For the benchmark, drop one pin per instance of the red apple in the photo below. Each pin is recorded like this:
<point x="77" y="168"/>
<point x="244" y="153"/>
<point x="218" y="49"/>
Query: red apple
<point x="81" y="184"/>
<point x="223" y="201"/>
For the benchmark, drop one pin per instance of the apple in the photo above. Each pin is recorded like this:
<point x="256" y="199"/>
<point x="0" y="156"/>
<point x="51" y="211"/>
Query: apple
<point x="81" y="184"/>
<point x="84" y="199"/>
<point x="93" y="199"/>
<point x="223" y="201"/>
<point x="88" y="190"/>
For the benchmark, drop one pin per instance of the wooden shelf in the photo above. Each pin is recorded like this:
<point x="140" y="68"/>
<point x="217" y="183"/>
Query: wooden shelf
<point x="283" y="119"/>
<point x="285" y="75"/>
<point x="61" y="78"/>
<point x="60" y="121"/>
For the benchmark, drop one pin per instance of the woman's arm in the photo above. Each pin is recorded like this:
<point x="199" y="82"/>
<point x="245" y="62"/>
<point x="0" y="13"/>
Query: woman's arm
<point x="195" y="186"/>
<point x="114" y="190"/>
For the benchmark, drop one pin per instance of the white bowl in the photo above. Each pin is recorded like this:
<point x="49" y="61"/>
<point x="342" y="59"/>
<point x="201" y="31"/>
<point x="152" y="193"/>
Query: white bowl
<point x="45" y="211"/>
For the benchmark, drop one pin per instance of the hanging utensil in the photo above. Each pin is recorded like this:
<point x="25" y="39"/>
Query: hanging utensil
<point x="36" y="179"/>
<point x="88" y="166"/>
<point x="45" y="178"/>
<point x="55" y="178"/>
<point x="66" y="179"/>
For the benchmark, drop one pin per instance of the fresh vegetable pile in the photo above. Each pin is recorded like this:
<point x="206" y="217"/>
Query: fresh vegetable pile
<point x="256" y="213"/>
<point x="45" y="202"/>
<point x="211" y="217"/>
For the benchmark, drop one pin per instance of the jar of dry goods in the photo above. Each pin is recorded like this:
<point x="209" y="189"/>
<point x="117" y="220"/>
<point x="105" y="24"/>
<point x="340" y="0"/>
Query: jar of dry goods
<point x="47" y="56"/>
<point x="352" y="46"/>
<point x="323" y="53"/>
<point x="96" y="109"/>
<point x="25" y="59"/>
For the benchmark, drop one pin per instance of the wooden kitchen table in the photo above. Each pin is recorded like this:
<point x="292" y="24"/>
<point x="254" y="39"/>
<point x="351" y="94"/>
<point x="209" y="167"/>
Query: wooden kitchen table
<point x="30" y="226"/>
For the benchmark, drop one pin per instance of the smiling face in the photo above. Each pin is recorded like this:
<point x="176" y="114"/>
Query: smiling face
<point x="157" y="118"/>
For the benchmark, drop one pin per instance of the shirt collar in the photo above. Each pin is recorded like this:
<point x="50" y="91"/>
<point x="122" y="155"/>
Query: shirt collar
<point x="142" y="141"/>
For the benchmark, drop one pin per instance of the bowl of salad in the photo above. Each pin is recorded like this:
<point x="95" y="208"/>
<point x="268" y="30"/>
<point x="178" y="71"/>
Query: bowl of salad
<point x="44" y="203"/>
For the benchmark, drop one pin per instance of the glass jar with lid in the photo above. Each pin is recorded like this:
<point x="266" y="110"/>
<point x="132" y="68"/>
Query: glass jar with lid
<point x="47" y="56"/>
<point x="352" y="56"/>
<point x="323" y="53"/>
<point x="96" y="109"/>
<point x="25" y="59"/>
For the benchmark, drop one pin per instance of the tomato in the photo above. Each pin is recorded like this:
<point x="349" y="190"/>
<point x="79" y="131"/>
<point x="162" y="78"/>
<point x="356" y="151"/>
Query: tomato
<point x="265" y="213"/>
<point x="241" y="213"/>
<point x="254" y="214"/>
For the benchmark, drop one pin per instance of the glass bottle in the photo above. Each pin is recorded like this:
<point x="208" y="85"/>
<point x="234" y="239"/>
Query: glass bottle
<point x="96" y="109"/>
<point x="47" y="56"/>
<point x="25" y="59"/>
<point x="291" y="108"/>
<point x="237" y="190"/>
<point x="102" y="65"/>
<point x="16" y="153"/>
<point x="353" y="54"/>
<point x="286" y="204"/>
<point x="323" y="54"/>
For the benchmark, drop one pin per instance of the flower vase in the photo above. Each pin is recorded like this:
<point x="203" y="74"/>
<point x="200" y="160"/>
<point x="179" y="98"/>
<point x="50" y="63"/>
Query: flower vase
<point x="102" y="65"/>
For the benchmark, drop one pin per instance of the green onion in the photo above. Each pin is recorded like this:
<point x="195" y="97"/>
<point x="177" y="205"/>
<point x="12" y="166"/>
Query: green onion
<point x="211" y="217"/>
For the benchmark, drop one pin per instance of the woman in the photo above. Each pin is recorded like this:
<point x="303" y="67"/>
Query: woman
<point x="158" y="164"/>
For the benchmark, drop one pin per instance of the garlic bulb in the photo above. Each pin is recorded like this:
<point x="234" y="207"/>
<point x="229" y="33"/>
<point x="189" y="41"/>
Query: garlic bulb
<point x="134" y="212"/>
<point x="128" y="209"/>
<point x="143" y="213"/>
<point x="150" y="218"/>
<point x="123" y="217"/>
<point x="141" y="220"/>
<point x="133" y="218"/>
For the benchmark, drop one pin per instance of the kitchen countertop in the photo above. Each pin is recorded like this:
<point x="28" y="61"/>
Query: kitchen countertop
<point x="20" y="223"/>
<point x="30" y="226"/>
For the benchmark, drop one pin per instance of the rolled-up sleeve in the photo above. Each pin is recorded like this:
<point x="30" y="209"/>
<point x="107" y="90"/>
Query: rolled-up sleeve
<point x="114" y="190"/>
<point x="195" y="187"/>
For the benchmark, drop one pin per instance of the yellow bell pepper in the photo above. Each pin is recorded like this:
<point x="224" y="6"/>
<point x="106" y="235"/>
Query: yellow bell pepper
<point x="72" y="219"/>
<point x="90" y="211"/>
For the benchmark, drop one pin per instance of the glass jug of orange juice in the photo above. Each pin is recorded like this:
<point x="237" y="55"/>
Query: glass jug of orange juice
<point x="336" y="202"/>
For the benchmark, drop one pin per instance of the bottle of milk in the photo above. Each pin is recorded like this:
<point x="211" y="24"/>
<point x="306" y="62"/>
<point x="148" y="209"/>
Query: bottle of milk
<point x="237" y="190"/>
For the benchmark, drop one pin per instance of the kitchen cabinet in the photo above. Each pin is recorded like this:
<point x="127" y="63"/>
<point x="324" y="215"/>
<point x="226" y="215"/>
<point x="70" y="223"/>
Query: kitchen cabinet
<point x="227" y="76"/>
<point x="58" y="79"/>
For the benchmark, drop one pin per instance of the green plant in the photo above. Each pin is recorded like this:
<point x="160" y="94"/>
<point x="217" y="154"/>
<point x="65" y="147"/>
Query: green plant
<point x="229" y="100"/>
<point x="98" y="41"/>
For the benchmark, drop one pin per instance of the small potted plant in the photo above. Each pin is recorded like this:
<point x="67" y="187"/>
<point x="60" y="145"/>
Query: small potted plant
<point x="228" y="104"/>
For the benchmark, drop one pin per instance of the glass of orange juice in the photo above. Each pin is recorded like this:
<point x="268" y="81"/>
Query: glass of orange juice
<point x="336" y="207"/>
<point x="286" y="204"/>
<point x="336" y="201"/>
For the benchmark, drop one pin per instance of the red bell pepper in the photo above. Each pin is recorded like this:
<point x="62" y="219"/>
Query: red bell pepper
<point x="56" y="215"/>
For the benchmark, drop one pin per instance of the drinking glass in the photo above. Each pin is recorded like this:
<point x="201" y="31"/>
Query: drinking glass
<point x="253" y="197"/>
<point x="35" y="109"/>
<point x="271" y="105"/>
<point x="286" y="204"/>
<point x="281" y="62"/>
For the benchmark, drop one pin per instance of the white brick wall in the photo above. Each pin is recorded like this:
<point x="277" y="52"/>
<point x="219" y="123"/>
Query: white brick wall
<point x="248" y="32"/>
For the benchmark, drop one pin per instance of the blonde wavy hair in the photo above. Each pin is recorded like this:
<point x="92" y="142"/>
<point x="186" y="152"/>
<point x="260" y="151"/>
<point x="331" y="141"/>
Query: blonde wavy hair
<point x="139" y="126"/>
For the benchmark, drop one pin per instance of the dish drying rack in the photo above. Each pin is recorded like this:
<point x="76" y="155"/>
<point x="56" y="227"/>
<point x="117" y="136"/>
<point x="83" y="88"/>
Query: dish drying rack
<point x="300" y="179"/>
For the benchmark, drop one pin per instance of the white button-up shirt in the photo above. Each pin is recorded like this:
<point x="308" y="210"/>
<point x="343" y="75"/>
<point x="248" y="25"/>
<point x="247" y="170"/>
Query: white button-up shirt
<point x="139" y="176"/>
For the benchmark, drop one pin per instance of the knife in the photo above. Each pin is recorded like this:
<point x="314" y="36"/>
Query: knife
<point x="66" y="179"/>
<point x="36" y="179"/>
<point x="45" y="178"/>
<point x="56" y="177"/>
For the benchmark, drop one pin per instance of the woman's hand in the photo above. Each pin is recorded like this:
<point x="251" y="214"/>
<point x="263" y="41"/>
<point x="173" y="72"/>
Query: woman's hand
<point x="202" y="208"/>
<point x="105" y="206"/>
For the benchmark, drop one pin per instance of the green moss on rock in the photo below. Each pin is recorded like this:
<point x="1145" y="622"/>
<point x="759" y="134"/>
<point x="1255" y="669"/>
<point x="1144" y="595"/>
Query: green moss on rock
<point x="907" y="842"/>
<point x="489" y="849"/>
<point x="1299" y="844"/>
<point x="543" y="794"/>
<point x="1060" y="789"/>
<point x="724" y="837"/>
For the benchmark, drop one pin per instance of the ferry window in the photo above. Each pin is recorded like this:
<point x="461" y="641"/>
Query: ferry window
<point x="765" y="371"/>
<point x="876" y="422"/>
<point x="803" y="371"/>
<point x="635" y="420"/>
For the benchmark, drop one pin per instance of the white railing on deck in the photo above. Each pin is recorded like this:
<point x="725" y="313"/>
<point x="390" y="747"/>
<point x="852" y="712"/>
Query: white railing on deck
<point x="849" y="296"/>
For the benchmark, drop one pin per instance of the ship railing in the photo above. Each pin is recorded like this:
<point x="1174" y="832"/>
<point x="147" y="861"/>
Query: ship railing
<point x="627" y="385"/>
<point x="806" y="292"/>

------

Request:
Extract the lines above from the one containing "the green moss" to the last line, both included, exactly as written.

Completed exercise:
For the benchmark, drop one pin per instance of the green moss on rock in the photo below. Each pin is recorded like this:
<point x="1145" y="622"/>
<point x="759" y="134"/>
<point x="1255" y="669"/>
<point x="1144" y="595"/>
Query: green moss on rock
<point x="907" y="842"/>
<point x="489" y="849"/>
<point x="1299" y="844"/>
<point x="543" y="794"/>
<point x="1060" y="789"/>
<point x="724" y="837"/>
For the benchmark, drop one pin per instance of the ferry window in the photo above. Each pin is recorded like this:
<point x="461" y="641"/>
Query: ferry window
<point x="765" y="371"/>
<point x="876" y="422"/>
<point x="803" y="371"/>
<point x="635" y="420"/>
For the benchmark, drop one pin per instance of the white railing on deck in the photo above. Each pin is recorded like this:
<point x="725" y="313"/>
<point x="390" y="747"/>
<point x="852" y="712"/>
Query: white railing on deck
<point x="849" y="296"/>
For the benchmark, drop one pin per instance of the ship railing in the photo above. Each pin is recorded like this:
<point x="1174" y="832"/>
<point x="147" y="861"/>
Query: ship railing
<point x="627" y="385"/>
<point x="806" y="292"/>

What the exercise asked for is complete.